>>

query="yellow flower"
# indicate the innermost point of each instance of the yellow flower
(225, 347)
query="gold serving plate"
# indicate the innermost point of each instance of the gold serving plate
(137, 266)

<<

■ Exercise
Produce a verbatim transcription of the entries above.

■ Task response
query="yellow flower"
# indicate the innermost point of each instance of the yellow flower
(225, 347)
query="gold serving plate"
# indicate the innermost point of each instance of the gold serving plate
(137, 266)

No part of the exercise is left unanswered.